* [Seu objetivo]:
Diga se cada afirmação abaixo está de acordo com o trecho da página sobre o projeto Four Flags, respondendo sim ou não e citando as palavras do trecho que decidem.
1. No projeto, 32 artistas criaram uma edição de cinco bandeiras.
2. Cada peça do projeto custa R$ 1.800.
3. O lucro das vendas será dividido entre a galeria e os artistas.

* [Trecho da página]:
--------

Procuro-me (fragmentos), de Lenora de Barros (Foto: Divulgação)

Na outra ponta, Jaqueline Martins lançou o projeto Four Flags, para o qual 32 artistas criaram uma edição de cinco bandeiras que serão expostas na fachada da galeria e cujo lucro será revertido integralmente para os autores. No valor de R$ 800, quase todas as peças já foram vendidas. Na opinião da galerista, apesar de ser um projeto provisório e que nasceu da urgência do momento atual, seria muito saudável que a transparência em relação aos preços se mantivesse após a pandemia. “Também acho que a prática de aplicar valores mais acessíveis seria benéfica, embora a gestão econômica de uma galeria, com as feiras e os impostos altíssimos, além do aluguel e da folha de pagamentos, torne isso difícil do ponto de vista prático”, explica.

O projeto Four Flags, na Galeria Jaqueline Martins (Foto: Divulgação)

--------

[Registros de uma coleta de dados]

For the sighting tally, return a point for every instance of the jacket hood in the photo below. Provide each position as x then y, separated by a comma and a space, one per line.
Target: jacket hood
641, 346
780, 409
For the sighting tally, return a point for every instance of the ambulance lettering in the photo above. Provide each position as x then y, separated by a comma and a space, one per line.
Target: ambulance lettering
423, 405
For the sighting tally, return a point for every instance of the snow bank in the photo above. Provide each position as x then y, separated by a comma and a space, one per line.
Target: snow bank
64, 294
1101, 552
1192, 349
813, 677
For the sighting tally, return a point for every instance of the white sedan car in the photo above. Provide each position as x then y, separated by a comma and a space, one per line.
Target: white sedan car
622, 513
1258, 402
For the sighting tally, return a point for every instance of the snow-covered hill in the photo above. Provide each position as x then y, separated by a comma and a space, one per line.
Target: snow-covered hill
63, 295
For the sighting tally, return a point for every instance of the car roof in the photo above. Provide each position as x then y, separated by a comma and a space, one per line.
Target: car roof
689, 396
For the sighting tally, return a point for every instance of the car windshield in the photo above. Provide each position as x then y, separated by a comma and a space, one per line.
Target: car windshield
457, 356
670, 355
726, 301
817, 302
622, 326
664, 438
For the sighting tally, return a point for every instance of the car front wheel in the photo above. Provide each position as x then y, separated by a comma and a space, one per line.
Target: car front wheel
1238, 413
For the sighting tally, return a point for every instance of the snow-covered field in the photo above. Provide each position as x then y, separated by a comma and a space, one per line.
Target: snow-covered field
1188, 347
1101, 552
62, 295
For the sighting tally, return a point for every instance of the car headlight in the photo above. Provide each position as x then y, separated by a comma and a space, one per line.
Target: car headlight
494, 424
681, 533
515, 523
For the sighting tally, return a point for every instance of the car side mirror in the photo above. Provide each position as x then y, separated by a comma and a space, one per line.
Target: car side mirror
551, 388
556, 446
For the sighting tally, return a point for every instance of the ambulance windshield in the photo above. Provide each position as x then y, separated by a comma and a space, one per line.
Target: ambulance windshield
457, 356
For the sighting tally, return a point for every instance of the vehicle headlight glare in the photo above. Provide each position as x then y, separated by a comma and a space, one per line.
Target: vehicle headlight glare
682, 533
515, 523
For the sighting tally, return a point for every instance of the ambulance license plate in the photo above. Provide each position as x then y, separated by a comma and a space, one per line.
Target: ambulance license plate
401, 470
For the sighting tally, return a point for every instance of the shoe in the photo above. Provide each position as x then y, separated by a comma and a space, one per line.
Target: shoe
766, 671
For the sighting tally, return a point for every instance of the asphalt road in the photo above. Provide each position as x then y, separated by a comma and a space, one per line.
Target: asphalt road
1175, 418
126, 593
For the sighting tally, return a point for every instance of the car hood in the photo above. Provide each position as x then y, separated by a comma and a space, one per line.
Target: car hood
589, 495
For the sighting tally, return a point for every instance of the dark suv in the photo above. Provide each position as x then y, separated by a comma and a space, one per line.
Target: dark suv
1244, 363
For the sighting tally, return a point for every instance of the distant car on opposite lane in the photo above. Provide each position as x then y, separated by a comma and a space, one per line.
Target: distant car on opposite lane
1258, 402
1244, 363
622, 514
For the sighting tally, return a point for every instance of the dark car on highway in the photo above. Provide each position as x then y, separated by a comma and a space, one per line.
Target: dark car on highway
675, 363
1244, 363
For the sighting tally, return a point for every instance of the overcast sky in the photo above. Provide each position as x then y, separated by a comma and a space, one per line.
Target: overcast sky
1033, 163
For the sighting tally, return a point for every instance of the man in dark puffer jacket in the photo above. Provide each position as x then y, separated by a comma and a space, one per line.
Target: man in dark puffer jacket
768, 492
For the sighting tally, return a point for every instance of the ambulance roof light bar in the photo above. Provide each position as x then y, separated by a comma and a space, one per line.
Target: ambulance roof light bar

--------

* [Resposta da tarefa]:
1. Sim: "32 artistas criaram uma edição de cinco bandeiras".
2. Não: "No valor de R$ 800".
3. Não: "cujo lucro será revertido integralmente para os autores".